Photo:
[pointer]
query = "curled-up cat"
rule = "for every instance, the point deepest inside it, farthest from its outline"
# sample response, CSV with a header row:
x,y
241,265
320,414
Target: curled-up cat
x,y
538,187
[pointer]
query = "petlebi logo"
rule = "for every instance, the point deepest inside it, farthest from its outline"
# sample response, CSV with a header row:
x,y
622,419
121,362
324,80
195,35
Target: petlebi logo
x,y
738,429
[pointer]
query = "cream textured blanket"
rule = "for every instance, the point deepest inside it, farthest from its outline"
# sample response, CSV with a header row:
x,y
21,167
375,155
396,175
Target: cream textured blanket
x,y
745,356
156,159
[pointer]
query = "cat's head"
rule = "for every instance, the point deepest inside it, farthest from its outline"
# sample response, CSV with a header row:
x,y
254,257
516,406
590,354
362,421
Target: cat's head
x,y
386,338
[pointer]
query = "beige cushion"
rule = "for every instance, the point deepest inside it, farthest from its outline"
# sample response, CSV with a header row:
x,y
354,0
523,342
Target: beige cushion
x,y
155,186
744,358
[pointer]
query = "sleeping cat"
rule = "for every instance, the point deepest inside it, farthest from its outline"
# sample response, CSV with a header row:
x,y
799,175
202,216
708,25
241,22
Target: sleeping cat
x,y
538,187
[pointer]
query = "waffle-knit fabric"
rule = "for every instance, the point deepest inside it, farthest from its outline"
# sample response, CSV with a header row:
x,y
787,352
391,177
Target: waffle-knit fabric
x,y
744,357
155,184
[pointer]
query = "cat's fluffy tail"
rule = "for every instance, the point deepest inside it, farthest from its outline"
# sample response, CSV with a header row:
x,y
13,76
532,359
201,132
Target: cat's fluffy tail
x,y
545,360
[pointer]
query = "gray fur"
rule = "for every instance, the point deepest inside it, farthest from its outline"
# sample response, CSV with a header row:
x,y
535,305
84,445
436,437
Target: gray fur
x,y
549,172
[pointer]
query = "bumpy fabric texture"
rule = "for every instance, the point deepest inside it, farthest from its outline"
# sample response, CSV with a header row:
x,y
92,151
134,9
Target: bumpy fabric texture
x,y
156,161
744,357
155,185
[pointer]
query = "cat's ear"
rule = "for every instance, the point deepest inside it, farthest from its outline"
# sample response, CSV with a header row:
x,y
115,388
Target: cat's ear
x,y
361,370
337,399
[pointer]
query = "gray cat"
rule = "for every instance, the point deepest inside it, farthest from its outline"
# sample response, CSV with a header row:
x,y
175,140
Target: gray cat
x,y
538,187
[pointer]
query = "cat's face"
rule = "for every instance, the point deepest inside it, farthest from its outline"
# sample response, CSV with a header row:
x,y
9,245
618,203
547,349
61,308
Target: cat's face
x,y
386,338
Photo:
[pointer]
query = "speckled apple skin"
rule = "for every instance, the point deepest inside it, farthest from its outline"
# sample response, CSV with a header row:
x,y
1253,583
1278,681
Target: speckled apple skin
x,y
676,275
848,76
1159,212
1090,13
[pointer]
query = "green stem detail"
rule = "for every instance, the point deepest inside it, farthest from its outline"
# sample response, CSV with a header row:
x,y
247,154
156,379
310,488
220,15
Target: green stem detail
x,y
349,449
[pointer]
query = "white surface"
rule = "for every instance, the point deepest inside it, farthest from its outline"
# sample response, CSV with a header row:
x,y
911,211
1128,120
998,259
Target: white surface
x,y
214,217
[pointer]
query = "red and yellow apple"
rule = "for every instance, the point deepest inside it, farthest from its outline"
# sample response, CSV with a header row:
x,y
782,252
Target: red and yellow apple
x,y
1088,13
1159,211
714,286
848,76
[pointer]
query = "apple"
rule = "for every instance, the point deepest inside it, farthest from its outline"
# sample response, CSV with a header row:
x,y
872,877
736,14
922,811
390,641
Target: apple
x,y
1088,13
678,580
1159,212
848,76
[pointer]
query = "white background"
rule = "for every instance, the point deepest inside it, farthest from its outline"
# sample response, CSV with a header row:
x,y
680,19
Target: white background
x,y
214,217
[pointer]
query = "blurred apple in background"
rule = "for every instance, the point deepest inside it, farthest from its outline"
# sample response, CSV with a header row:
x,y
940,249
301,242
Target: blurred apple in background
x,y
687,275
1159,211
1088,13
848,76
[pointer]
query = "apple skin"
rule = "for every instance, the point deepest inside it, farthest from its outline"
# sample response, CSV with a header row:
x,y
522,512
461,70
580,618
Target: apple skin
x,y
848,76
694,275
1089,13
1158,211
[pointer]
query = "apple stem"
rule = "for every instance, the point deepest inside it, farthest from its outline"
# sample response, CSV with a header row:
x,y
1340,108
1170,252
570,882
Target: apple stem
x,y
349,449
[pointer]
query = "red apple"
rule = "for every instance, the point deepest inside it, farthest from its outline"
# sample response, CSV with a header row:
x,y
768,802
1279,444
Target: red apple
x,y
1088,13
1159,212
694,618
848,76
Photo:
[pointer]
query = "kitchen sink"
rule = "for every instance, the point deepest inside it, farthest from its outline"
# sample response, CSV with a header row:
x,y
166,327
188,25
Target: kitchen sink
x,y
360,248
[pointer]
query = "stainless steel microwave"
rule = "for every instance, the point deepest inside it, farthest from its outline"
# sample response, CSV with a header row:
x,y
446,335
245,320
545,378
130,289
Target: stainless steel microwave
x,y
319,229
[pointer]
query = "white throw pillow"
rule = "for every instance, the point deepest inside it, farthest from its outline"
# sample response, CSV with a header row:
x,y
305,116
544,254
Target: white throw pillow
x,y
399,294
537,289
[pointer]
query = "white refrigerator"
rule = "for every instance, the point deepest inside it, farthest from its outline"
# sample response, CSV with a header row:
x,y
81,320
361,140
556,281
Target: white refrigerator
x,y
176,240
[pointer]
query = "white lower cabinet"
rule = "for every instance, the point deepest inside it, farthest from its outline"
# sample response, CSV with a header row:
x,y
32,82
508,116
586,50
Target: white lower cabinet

▶ [TASK BRIEF]: If a line in the records has the word "cabinet", copy that line.

▶ [RESPONSE]:
query = "white lower cabinet"
Target: white lower cabinet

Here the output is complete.